**Text block**:
According to Johnston, what is a “technological fix,” or techno-fix? Why have techno-fixes become popular among political and economic elites, especially after World War II? And why, according to Huesemann and Huesmann, should we be cautious or skeptical about techno-fixes?

WEEK FOUR

Yuval Noah Harari, Sapiens, Part I: The Cognitive Revolution & Part II: Agricultural Revolution

Prompt Question(s): Why did the Cognitive Revolution allow for larger-scale cooperation among humans? What is an “imagined order” and how do they further human cooperation? Give one example that Harari uses of an imagined order.

Are imagined orders a prerequisite for science? Is science an imagined order? Why or why not?

WEEK FIVE

Yuval Noah Harari, Sapiens, Part III: The Unification of Humankind

Prompt Question(s): How did money, empires, and religions lead to widespread cooperation across the globe, or in Harari’s words, to “the unification of humankind?”

On page 241, Harari writes: “We study history not to know the future but to widen our horizons, to understand that are present situation is neither natural nor inevitable, and that we consequently have many more possibilities before us than we imagine.” What does Harari mean by that? In other words, what value does Harari see in studying history? What value in studying the history of science and technology?

**What this task involves**: Copy the stretch of the reading list from "Prompt Question(s): Why" through "or why not?", swapping "prerequisite" for "precondition". Rely on the reading list alone.

**Data supplied**:
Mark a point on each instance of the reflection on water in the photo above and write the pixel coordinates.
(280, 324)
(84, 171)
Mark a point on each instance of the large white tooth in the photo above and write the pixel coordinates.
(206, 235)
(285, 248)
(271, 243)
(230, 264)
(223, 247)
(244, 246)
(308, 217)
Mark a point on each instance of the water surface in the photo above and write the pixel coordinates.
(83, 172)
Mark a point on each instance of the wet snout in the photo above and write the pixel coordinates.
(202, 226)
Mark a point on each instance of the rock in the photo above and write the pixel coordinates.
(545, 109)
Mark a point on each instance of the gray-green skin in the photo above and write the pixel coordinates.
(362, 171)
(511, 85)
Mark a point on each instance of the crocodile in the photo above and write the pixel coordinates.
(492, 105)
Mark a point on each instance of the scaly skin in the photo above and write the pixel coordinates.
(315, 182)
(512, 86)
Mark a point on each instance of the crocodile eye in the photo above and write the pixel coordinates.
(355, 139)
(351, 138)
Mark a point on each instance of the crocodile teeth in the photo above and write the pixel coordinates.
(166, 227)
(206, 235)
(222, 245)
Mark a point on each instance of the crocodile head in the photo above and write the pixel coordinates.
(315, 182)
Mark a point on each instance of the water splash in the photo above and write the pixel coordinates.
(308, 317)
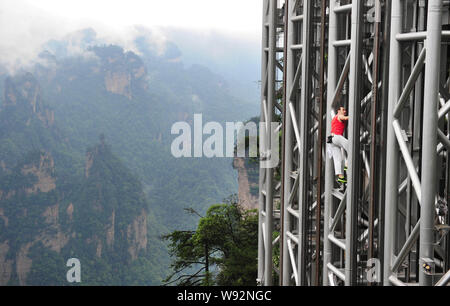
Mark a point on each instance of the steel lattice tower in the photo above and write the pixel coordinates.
(388, 63)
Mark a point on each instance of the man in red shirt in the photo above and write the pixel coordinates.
(339, 142)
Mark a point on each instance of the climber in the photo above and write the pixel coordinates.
(338, 142)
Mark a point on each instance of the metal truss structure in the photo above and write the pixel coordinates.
(388, 63)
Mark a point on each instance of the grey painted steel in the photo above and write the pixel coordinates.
(430, 120)
(287, 155)
(392, 156)
(410, 132)
(329, 172)
(354, 143)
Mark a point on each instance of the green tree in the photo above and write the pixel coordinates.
(221, 251)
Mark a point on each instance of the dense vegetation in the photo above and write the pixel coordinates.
(62, 190)
(222, 250)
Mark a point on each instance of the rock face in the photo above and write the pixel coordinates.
(123, 71)
(248, 198)
(24, 91)
(43, 170)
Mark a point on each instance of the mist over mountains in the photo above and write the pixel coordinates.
(85, 164)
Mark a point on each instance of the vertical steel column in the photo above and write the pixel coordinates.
(303, 146)
(392, 155)
(320, 137)
(286, 165)
(354, 140)
(429, 142)
(262, 174)
(288, 134)
(271, 78)
(265, 263)
(329, 176)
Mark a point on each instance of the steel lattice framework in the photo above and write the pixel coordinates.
(388, 63)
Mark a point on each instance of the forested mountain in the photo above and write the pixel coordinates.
(85, 164)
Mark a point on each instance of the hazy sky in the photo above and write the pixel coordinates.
(227, 15)
(26, 24)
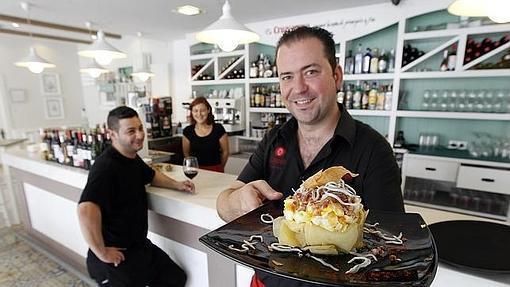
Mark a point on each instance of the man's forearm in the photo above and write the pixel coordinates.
(222, 205)
(89, 216)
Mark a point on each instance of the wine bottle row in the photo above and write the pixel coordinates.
(366, 97)
(75, 147)
(370, 62)
(262, 68)
(262, 96)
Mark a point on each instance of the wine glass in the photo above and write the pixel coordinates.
(190, 166)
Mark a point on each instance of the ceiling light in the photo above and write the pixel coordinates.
(188, 10)
(35, 63)
(102, 51)
(226, 32)
(143, 73)
(496, 10)
(94, 69)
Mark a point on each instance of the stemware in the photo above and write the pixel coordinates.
(190, 166)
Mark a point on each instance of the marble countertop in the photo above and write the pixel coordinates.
(198, 209)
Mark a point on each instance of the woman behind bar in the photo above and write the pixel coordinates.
(204, 138)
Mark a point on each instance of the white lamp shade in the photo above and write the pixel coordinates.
(226, 32)
(143, 75)
(102, 51)
(94, 70)
(498, 10)
(471, 8)
(34, 62)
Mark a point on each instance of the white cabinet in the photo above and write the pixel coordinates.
(485, 179)
(477, 188)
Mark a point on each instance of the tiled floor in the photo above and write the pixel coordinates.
(24, 264)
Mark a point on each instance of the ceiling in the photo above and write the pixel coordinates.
(155, 19)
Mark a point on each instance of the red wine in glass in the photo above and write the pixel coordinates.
(190, 166)
(191, 173)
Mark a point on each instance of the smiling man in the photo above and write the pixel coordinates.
(113, 211)
(321, 134)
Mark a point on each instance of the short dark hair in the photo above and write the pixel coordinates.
(198, 101)
(117, 114)
(303, 32)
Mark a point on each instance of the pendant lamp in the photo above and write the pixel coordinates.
(226, 32)
(35, 63)
(102, 51)
(93, 69)
(496, 10)
(143, 73)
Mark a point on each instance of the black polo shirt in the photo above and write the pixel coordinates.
(354, 145)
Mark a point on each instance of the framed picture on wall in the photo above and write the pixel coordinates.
(50, 84)
(54, 108)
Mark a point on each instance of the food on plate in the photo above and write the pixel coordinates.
(324, 216)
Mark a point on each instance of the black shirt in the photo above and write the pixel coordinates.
(117, 184)
(354, 145)
(207, 149)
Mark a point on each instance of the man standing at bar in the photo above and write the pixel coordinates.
(113, 211)
(321, 134)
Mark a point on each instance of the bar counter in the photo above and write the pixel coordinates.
(46, 194)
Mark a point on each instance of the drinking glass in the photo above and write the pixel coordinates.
(190, 166)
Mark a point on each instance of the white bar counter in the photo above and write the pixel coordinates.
(47, 194)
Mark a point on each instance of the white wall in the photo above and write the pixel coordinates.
(29, 115)
(159, 86)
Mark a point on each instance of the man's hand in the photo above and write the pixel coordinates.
(111, 255)
(242, 198)
(186, 186)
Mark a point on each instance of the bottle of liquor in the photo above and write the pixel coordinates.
(388, 97)
(340, 95)
(366, 61)
(349, 64)
(452, 58)
(364, 95)
(356, 98)
(372, 97)
(391, 61)
(374, 62)
(349, 96)
(383, 62)
(380, 98)
(358, 61)
(444, 63)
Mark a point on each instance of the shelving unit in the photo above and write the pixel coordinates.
(394, 36)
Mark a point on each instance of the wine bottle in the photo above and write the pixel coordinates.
(374, 61)
(444, 63)
(366, 61)
(349, 64)
(358, 61)
(383, 62)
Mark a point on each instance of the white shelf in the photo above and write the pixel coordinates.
(457, 74)
(486, 56)
(263, 80)
(369, 77)
(218, 82)
(456, 32)
(370, 113)
(269, 110)
(218, 55)
(454, 115)
(249, 138)
(454, 209)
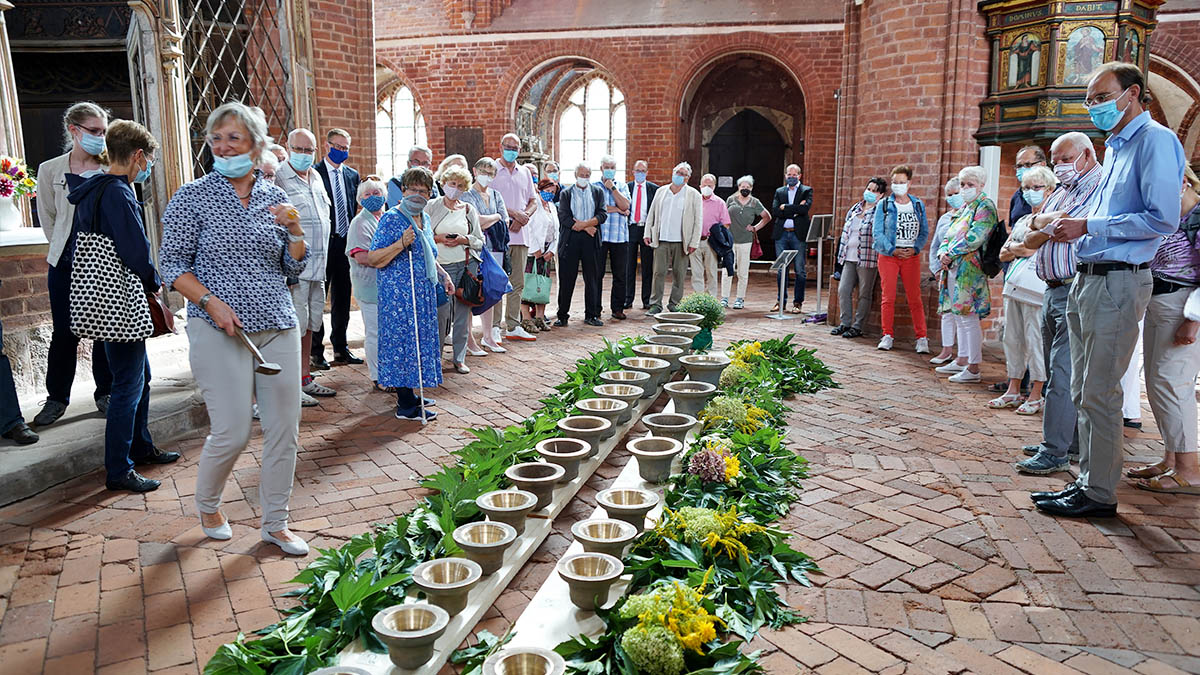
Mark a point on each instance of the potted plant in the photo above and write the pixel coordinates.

**Reply**:
Prompt Question(s): Why did the Cognitive Revolution allow for larger-scale cooperation among humans? What is an “imagined order” and how do they further human cooperation? Give one example that Harari uses of an imagined order.

Are imagined orders a precondition for science? Is science an imagined order? Why or why not?